I think cloud-storage and backup storage solutions have very different qualities.

Joel, you’re definitely right that file sync and backup are not the same thing. But our experience has shown the file size and name restrictions aren’t a big issue for most users (now that MS has addressed most of the common tripping points from the past like increasing the individual file size limit to 10GB, allowing path lengths of 400 characters, etc.). That’s not to say there aren’t still some issues, just that they tend to be few and far between in our experiences so far.

As for ransomware issues, MS recently announced a new feature that allows an admin to ‘rollback’ a onedrive to a recent point in time specifically to deal with this possibility. You could always call support before and have them do it, but soon you’ll be able to do it yourself from the admin GUI.

Again, I agree it’s not a backup product, but we find it’s ‘good enough’ in that capacity for most user workstations and brings lots of other benefits to users like mobile/remote access and collaboration options that backup solutions don’t provide.

We are beginning to redirect documents and desktop folders to OneDrive for new staff to try it out. I’m nervous about what this will do to our network utilization, but worst case we’ll throttle OneDrive traffic.

### Set exercise 1
Please answer these from the OneDrive discussion, one line each:
(a) To what size was the individual file limit increased?
(b) What new feature did MS announce for dealing with ransomware?
(c) What is the worst-case plan if network utilization becomes a problem?
### Set exercise 2
Write a few sentences that carry the OneDrive discussion on from its final sentence.

### Records provided

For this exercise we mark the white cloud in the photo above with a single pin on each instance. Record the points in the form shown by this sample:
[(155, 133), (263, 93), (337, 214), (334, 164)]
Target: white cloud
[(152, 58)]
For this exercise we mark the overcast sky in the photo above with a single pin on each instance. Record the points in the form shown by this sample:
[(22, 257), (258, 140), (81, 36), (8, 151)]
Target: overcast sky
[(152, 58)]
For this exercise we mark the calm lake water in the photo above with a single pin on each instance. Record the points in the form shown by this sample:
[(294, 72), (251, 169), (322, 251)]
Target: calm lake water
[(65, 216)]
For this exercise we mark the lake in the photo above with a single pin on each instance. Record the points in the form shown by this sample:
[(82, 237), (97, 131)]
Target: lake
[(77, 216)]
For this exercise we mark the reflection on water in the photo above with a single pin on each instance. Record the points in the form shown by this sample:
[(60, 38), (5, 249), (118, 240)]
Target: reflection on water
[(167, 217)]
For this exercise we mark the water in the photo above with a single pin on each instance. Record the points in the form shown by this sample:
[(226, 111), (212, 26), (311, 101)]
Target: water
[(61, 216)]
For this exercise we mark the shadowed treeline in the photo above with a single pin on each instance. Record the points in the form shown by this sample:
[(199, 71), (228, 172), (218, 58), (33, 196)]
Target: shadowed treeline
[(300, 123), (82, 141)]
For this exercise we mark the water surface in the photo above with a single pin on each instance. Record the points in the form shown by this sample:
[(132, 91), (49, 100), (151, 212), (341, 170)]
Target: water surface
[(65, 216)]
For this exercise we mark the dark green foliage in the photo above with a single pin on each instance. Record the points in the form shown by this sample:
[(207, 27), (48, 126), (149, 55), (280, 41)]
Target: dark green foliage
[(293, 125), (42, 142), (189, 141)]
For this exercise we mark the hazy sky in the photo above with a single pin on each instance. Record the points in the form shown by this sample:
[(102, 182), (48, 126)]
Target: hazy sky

### Expected output 1
(a) 10GB
(b) A feature that lets an admin roll back a OneDrive to a recent point in time
(c) Throttle OneDrive traffic

### Expected output 2
I know this doesn’t replace backups, but we previously weren’t backing up end user workstations since all files should “be on the network” anyway. Now those files will automatically “be on Microsoft’s network” but without backups which still feels weird to me.

I feel that while there is some ground lost, there is enough ground gained for this to be a massive net positive for us.

Plus, there’s a chance our “emailing myself a file” needs will be reduced as well :wink:

Anyone else seeing issues with the onedrive iOS app not showing all files? I can search for them, THEN they show up, but still a lot of folders empty.

Funny things is if I browse onedrive through the Apple files app, all files show up.

I submitted a support report in the app and they told me they don’t deal with onedrive for business and to contact my IT department. That would be me.

Just FYI, I deleted the OneDrive app and reinstalled. That seemed to fix my problem.